__SUPPLIED TEXT__
◆ ◆ ◆ ◆

Now, let’s look at the functions exposed to the test library that will inherit RePlexModule:

  // Start of RePlexModule declaration above
  // ...
protected:

  // Should return the path to the library on disk
  virtual const char* GetPath() const = 0;

  // Should return a reference to an array of C-strings of size NumSymbols
  // Used when loading or reloading the library to lookup the address of
  // all exported symbols
  virtual std::array<const char*, NumSymbols>& GetSymbolNames() const = 0;

  template <typename Ret, typename... Args>
  Ret Execute(const char* name, Args... args)
  {
    // Lookup the function address
    auto symbol = m_symbols.find(name);
    if (symbol != m_symbols.end())
    {
      // Cast the address to the appropriate function type and call it,
      // forwarding all arguments
      return reinterpret_cast<Ret(*)(Args...)>(symbol->second)(args...);
    }
    else
    {
      throw std::runtime_error(std::string("Function not found: ") + name);
    }
  }

  template <typename T>
  T* GetVar(const char* name)

◆ ◆ ◆ ◆

__DATA SHOWN__
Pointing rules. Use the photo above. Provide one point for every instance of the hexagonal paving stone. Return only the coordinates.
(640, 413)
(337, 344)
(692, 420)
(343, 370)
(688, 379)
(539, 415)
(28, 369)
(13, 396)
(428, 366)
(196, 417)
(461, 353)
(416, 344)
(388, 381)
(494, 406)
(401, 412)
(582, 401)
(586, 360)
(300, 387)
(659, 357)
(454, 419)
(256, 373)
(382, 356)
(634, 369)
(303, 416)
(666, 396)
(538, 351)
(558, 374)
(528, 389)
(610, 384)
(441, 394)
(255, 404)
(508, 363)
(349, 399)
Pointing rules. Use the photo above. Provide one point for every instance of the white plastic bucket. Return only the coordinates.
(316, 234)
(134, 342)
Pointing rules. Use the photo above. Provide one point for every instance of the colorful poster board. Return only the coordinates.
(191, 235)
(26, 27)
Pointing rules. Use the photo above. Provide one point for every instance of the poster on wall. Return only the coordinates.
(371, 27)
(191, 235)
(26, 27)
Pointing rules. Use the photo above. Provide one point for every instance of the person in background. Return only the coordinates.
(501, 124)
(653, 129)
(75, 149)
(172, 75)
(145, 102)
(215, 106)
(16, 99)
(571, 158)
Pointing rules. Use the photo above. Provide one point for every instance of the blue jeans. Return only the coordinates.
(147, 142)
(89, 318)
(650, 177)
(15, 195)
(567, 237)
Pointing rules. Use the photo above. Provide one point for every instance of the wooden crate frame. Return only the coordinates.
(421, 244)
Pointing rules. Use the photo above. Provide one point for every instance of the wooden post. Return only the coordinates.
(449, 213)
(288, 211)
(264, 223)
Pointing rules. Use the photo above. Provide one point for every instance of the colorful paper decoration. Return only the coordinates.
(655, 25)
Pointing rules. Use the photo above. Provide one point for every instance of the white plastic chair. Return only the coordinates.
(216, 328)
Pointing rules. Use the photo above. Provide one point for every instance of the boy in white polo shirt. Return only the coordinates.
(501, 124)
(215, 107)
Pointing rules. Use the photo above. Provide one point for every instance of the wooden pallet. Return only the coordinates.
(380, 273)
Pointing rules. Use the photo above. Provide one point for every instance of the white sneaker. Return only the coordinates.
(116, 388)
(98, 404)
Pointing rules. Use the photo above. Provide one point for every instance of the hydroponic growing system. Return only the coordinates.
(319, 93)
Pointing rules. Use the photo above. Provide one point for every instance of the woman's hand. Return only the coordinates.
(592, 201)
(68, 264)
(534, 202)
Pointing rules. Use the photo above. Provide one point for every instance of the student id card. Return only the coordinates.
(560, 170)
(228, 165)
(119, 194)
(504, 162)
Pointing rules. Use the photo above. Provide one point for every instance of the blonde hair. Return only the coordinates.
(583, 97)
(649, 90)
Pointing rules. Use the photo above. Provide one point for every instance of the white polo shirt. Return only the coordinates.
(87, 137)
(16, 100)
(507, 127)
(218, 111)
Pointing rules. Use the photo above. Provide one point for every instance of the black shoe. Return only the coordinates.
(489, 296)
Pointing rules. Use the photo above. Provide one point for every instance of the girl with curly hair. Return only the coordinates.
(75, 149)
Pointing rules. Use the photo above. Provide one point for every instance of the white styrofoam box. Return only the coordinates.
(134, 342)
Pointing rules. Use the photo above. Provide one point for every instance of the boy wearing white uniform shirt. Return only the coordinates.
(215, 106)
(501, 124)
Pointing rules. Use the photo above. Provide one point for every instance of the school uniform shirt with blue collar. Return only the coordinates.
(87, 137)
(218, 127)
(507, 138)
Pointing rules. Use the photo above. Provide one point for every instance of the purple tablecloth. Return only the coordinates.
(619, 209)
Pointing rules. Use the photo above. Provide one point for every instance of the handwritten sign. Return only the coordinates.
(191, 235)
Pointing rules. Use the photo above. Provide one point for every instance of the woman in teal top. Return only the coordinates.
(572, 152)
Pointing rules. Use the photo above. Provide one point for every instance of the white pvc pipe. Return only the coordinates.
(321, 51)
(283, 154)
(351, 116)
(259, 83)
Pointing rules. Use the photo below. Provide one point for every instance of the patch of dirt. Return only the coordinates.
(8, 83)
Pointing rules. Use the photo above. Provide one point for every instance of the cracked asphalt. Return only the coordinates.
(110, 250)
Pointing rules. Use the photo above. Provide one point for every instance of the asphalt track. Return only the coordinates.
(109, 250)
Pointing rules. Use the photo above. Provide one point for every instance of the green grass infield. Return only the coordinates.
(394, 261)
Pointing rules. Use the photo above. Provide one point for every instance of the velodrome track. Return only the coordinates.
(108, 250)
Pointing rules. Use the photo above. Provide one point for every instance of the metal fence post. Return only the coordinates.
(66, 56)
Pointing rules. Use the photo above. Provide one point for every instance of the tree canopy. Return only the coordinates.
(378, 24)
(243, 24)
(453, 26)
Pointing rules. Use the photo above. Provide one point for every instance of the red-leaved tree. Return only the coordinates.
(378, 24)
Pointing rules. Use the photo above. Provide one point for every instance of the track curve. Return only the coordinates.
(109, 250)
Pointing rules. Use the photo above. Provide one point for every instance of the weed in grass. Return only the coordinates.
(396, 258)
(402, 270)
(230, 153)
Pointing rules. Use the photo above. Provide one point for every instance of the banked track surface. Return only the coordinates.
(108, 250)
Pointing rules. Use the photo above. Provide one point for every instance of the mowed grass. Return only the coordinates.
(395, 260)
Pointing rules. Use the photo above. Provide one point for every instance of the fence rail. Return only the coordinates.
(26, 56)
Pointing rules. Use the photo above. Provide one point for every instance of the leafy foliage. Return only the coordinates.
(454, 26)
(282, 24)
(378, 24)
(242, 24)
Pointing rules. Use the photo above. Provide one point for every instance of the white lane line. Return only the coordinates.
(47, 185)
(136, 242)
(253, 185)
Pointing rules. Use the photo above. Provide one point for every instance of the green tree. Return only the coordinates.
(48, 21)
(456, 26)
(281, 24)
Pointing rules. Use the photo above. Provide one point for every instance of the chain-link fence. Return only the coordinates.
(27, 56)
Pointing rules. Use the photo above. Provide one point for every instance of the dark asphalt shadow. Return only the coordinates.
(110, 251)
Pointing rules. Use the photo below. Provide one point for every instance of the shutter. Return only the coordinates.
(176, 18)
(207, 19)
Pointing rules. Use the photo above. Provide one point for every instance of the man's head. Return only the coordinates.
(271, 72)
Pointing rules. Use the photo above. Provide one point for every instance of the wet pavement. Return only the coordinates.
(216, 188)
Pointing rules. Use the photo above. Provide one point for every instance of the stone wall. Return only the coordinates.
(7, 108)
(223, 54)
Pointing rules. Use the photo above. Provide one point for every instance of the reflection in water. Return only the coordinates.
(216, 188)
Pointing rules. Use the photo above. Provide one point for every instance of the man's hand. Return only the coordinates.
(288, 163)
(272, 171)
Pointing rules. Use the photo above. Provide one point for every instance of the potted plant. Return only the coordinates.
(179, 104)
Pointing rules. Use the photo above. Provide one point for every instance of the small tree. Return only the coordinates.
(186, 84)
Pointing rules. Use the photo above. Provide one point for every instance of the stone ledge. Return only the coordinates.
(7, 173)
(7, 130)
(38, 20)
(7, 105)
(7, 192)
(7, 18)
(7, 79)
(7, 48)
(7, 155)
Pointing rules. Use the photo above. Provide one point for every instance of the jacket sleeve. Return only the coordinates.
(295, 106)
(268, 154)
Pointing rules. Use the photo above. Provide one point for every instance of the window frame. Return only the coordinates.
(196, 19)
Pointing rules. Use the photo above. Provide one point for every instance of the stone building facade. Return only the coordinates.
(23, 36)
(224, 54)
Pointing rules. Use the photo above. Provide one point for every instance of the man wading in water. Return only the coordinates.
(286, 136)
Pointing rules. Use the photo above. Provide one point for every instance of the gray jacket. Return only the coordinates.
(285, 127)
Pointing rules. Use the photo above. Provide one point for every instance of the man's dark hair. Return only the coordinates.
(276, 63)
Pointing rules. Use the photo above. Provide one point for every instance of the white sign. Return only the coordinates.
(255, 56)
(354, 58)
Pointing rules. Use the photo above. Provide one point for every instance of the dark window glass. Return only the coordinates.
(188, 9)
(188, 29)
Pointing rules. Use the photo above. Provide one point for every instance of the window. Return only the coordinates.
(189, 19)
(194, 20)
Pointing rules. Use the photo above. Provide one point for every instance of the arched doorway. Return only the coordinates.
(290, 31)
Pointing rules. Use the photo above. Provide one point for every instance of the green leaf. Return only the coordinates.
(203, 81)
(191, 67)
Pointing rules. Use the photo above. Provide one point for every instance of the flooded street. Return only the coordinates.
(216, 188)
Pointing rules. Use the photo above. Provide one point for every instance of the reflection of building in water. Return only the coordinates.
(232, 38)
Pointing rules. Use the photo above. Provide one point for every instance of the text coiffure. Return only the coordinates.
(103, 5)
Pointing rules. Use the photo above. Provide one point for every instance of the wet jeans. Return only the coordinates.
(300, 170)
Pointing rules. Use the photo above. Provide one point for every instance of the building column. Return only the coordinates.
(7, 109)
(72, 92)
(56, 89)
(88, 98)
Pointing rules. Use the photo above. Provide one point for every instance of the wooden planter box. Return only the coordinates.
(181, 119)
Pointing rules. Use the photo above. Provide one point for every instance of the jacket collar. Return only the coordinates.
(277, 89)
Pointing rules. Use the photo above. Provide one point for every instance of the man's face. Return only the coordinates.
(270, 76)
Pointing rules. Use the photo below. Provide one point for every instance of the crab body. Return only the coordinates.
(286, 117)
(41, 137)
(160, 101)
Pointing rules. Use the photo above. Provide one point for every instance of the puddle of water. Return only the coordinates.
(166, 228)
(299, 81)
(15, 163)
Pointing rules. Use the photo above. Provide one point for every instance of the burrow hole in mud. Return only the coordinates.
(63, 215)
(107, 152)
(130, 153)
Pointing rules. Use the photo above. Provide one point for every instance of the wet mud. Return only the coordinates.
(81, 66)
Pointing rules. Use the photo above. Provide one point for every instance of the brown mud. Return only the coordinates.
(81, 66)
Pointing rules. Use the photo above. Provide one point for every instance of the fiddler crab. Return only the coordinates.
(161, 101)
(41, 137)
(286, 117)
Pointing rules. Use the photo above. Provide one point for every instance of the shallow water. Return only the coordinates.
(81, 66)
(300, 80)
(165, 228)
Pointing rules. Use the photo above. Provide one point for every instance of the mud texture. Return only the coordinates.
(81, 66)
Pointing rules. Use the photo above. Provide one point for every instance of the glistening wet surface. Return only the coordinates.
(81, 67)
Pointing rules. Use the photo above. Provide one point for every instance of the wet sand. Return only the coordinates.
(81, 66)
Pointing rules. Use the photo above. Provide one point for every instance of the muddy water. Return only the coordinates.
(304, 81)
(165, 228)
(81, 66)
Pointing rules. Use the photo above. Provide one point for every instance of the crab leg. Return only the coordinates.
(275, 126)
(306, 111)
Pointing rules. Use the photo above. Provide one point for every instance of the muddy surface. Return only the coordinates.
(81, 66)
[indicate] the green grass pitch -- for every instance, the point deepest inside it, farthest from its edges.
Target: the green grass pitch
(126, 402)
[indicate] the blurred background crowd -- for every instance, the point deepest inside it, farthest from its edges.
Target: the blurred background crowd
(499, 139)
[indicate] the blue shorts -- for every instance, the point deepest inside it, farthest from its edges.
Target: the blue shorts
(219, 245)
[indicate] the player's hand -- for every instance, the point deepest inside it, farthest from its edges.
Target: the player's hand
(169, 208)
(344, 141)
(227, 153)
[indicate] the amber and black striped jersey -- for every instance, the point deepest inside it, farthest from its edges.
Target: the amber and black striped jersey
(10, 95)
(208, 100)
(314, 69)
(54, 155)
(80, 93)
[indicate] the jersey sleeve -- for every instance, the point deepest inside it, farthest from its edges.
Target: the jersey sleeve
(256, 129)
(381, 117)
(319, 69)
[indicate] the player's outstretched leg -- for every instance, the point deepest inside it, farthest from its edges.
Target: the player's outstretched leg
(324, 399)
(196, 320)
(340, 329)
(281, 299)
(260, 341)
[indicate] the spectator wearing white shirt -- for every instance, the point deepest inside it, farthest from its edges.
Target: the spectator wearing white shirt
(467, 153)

◆ ◆ ◆ ◆

__EXERCISE GOAL__
Supply the next part of the RePlexModule code excerpt, picking up right after its last line. The items were taken from a different source than the text about RePlexModule.

__THE RESULT__
  {
    auto symbol = m_symbols.find(name);
    if (symbol != m_symbols.end())
    {
      return static_cast<T*>(symbol->second);
    }
    else
    {
      // We didn't find the variable. Return an empty pointer
      return nullptr;
    }
  }

private:
  void Load()
  {
    m_libHandle = dlopen(GetPath(), RTLD_NOW);
    LoadSymbols();
  }

  void Reload()
  {
    dlclose(m_libHandle);
    m_symbols.clear();
    Load();
  }

  void LoadSymbols()
  {
    for (const char* symbol : GetSymbolNames())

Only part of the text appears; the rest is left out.